▶ [ARTICLE]
The Spring Arts Tower Takeover took place the day before the Hermosa y Libros Book Fair that featured local writers such as Dani Trujillo, Racquel Marie, Annette Macias Chavez and Margo Candela, who write contemporary romance, YA romance, horror and literary fiction.

But spring kicked off with the 5th annual Culver City Book Festival on March 29th. Founded in 2019 by poet and publisher Mark Lipman, for the 5th time, the one-day festival was held at the Wende Museum in Culver City, providing the Westside with a book festival.

A partnership between Culver City’s own Village Well Books & Café, the Culver City Arts Foundation, Beyond Baroque, El Martillo Press and the Wende Museum, the festival featured local independent presses and organizations tabling, such as El Martillo Press, Angel City Press, WriteGirl, Los Angeles Literature and performance poet Christian Purfas, who crafted poems on demand using a typewriter. He’d engage each subject in conversation, getting to know them well enough to craft a poem uniquely tailored to them.

Plus, there were author panels such as “LA Women VS the Void” moderated by YA author and Culver City resident, Francesca Lia Block and featured Anna Dorn, Ruth Madievsky, Kim Samek, Allie Rowbottom and Nada Alic, highlighting women authors in celebration of Women’s History Month.

Flyer for teh Viet Book Fest. via vaala.org

Then, on April 12, was the 5th annual Viet Book Festival 2026, that took place at the Bowers Museum, in Santa Ana, a short 10 minute drive from the heart of Vietnamese America, Westminster and Garden Grove in Orange County. Presented by the Vietnamese American Arts and Letters Association (VAALA), the festival is an all-day celebration of Vietnamese diasporic voices in literature, culture, and storytelling. The festival provided attendees the opportunity, as it says on VAALA’s website, to “participate in five panel discussions, enjoy interactive activities for children, and experience youth performances that showcase Vietnamese traditions and creativity.”

There were other festivals, such as the 31st annual Los Angeles Times Festival of Books, which took place April 17 and 18 at USC; the 14th annual LitFest in the Dena, which took place the first weekend in May in the Pasadena-Altadena area; the 49th annual UCR Writers Week Festival from May 5 to 8 on the campus of the University of California, Riverside; the Pomona Valley Book Fair at the LA County Fair, which took place each weekend of the LA County Fair in May; the first Riverside City College Literary Festival, called LitChella, which took place May 12 to 14 on the college’s quad; the first Caution! Writers at Play, a literary festival organized by Sunday Jump that took place on May 24 in Historic Filipinotown; the Inlandia Institute’s Indie Author Fair on June 4 as part of the Riverside Art Walk; the 5th annual LITLIT: The Little Literary Fair, presented by the Los Angeles Review of Books, which took place on June 6 and 7 at SCI-Arc’s campus in the Arts District; and Book Lovers Weeknd, which took place June 6th and 7th at the Port of L.Á.

Pointing records
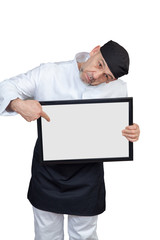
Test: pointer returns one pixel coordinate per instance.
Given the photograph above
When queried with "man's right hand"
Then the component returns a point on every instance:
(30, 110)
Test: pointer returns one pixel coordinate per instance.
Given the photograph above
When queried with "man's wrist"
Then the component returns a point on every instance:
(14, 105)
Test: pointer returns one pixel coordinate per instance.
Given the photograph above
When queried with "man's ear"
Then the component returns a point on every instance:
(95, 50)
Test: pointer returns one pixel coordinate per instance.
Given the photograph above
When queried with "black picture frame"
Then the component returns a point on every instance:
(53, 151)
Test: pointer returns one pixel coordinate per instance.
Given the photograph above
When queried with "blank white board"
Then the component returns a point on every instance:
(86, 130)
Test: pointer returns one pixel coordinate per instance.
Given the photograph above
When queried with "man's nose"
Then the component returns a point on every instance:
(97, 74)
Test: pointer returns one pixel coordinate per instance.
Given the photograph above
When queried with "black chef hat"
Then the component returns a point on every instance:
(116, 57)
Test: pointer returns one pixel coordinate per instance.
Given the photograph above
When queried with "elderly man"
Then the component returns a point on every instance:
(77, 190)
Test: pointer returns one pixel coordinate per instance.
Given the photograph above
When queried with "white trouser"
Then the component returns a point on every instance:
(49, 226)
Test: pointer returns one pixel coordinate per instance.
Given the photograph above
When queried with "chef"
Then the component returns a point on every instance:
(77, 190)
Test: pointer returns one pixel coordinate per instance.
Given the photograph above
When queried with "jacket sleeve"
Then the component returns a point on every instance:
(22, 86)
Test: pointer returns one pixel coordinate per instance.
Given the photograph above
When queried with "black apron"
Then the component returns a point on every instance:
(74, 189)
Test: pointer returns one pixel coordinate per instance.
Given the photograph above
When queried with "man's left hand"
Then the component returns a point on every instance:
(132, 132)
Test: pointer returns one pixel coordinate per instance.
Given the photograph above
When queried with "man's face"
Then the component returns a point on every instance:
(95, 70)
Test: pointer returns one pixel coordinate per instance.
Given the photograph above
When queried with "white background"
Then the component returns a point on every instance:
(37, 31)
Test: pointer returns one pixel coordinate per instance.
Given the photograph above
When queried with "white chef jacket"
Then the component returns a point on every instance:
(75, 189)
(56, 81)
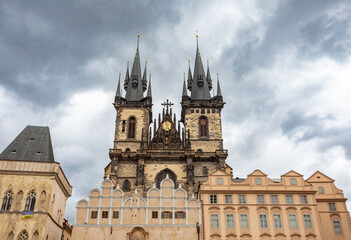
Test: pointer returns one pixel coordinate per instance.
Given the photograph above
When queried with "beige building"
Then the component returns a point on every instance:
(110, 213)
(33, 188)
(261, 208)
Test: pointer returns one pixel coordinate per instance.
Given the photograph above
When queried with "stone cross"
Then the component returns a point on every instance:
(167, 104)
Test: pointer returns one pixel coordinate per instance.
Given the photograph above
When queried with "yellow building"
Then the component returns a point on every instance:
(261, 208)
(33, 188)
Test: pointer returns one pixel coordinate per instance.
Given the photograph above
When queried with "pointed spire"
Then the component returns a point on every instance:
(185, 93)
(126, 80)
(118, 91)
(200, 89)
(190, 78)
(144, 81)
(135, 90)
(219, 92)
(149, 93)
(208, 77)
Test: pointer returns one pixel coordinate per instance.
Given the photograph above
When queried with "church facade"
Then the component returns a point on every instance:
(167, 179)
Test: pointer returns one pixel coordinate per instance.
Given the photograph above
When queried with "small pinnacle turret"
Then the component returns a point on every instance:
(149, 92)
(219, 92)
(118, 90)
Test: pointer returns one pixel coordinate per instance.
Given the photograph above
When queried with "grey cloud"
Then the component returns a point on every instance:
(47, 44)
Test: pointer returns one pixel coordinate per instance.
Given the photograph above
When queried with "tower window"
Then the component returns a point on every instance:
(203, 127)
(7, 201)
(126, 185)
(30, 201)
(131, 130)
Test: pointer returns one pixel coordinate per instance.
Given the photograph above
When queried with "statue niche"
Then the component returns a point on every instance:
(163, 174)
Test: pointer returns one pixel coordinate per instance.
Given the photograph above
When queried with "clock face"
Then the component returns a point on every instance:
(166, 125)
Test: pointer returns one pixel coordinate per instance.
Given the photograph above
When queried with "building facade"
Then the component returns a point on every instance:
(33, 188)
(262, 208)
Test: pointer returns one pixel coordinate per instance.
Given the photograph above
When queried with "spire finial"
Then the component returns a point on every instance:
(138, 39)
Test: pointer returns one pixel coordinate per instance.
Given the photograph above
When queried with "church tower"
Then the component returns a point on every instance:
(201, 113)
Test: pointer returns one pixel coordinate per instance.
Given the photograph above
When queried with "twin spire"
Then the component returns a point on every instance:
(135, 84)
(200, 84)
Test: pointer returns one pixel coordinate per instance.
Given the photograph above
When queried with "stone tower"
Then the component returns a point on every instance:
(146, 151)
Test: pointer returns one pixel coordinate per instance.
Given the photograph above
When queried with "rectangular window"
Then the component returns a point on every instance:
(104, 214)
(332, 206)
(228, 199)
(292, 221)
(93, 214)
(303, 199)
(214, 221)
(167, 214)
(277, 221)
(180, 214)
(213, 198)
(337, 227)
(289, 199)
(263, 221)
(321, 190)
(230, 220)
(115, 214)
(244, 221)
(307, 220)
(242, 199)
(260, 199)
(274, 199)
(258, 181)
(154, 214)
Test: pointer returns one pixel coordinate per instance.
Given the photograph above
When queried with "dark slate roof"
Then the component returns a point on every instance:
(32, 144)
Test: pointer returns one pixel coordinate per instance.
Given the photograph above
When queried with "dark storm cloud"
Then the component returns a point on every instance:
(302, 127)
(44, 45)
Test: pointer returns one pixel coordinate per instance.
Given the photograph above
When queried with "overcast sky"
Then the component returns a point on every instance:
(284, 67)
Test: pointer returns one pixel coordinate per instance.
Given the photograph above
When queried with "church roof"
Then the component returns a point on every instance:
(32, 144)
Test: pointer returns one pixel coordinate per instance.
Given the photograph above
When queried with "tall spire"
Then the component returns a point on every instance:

▶ [STATED EXERCISE] From the book festival article, extract the passage that begins at the words "A partnership between" and stops after the words "tailored to them.". The material has no connection to the book festival article.

▶ [THE COMPLETED TASK]
A partnership between Culver City’s own Village Well Books & Café, the Culver City Arts Foundation, Beyond Baroque, El Martillo Press and the Wende Museum, the festival featured local independent presses and organizations tabling, such as El Martillo Press, Angel City Press, WriteGirl, Los Angeles Literature and performance poet Christian Purfas, who crafted poems on demand using a typewriter. He’d engage each subject in conversation, getting to know them well enough to craft a poem uniquely tailored to them.